Appendix K, Plan For Prompt Disposition Of Criminal Cases Pursuant To The Speedy Trial Act Of 1974–18 U.S.C. §3165(e)(3)

Appendix K, Plan For Prompt Disposition Of Criminal Cases Pursuant To The Speedy Trial Act Of 1974–18 U.S.C. §3165(e)(3)

Download .PDF Copy of Appendix K – Plan For Prompt Disposition Of Criminal Cases Pursuant To The Speedy Trial Act Of 1974–18 U.S.C. §3165(e)(3)

SECTION II

STATEMENT OF TIME LIMITS ADOPTED BY THE COURT AND PROCEDURES FOR IMPLEMENTING THEM

Pursuant to the requirements of Rule 50(b) of the Federal Rules of Criminal Procedure, the Speedy Trial Act of 1974 (18 U.S.C. Chapter 208), the Speedy Trial Act Amendments Act of 1979 (Pub. L. No. 96-43, 93 Stat. 327), and the Federal Juvenile Delinquency Act (18 U.S.C. §§5036, 5037), the Judges of the United States District Court for the Western District of Texas have adopted the following time limits and procedures to minimize undue delay and to further the prompt disposition of criminal cases and certain juvenile proceedings:

  1. Applicability.

» Exercise tasks
1: According to the Speedy Trial Act plan excerpt, the judges of which court adopted the time limits and procedures?
2: List every rule or statute that the Speedy Trial Act plan excerpt names as a basis for adopting the time limits and procedures.
3: Continue the Speedy Trial Act plan excerpt after its last heading, "1. Applicability."

» Given records

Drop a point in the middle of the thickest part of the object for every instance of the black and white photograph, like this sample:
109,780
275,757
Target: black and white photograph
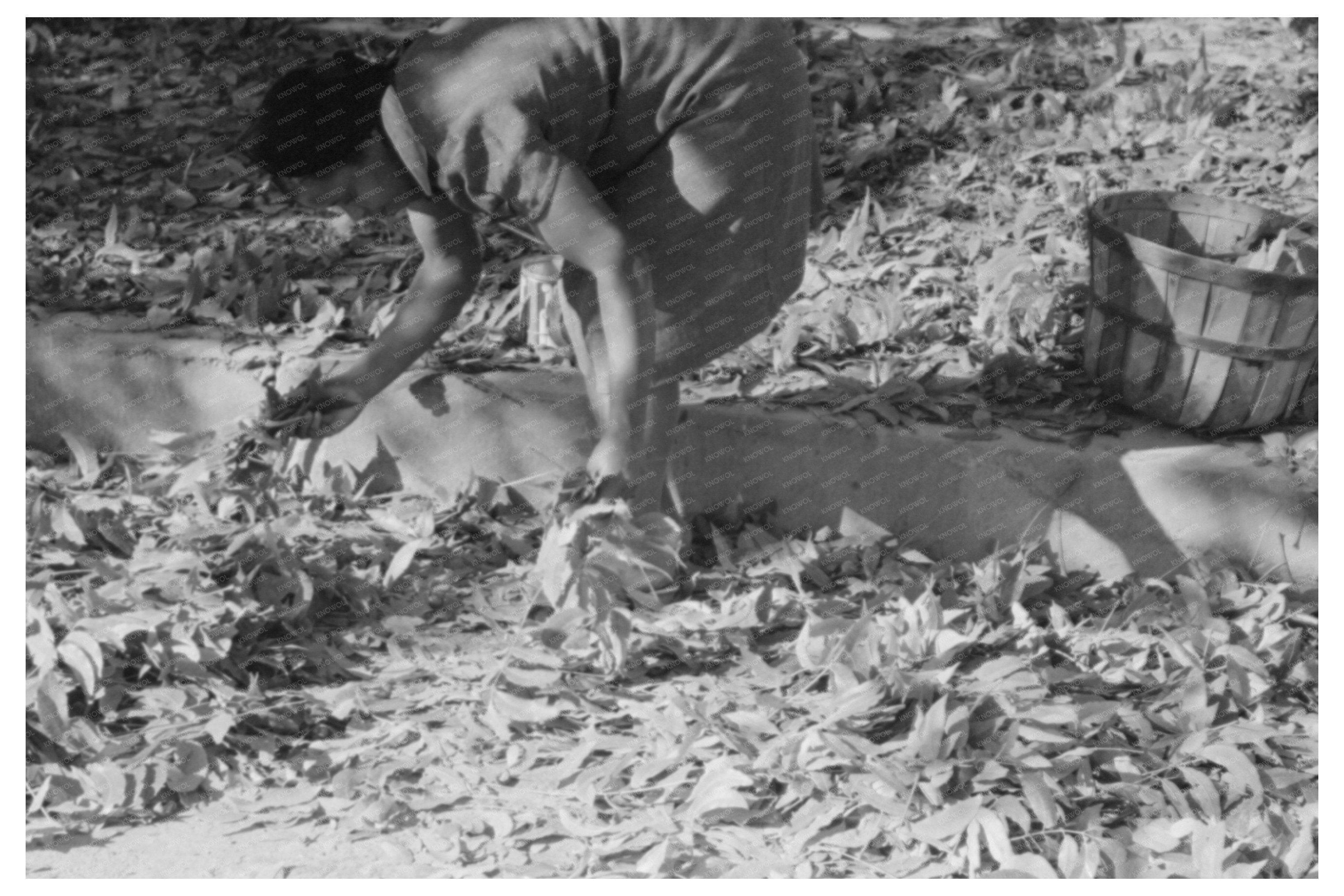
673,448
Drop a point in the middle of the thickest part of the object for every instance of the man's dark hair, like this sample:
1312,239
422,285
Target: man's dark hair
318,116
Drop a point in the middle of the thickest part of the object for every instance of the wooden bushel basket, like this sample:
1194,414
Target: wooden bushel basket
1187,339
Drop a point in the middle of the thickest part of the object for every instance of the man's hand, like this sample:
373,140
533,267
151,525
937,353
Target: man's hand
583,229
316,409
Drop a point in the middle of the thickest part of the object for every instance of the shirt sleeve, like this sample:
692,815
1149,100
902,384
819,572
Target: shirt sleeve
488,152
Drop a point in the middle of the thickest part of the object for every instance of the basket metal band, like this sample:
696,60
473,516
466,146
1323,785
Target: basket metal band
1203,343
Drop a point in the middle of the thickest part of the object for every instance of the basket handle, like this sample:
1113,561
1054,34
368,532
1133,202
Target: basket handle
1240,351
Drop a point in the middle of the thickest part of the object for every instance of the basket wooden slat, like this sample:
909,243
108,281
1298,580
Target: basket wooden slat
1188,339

» Exercise results
1: The United States District Court for the Western District of Texas.

2:
- Rule 50(b) of the Federal Rules of Criminal Procedure
- The Speedy Trial Act of 1974 (18 U.S.C. Chapter 208)
- The Speedy Trial Act Amendments Act of 1979 (Pub. L. No. 96-43, 93 Stat. 327)
- The Federal Juvenile Delinquency Act (18 U.S.C. §§5036, 5037)

3:
    1. Offenses. The time limits set forth herein are applicable to all criminal offenses triable in this Court,1 including cases triable by United States Magistrates, except for petty offenses as defined in 18 U.S.C. §1(3). Except as specifically provided, they are not applicable to proceedings under the Federal Juvenile Delinquency Act. [§3172]
    2. Persons. The time limits are applicable to persons accused who have not been indicted or informed against as well as those who have, and the word “defendant” includes such persons unless the context indicates otherwise.
  2. Priorities In Scheduling Criminal Cases.

    Preference shall be given to criminal proceedings as far as practicable as required by Rule 50(a) of the Federal Rules of Criminal Procedure. The trial of defendants in custody solely because they are awaiting trial and of high-risk defendants as defined in Section E should be given preference over other criminal cases. [§3164(a)]

  3. Time Within Which An Indictment Or Information Must Be Filed.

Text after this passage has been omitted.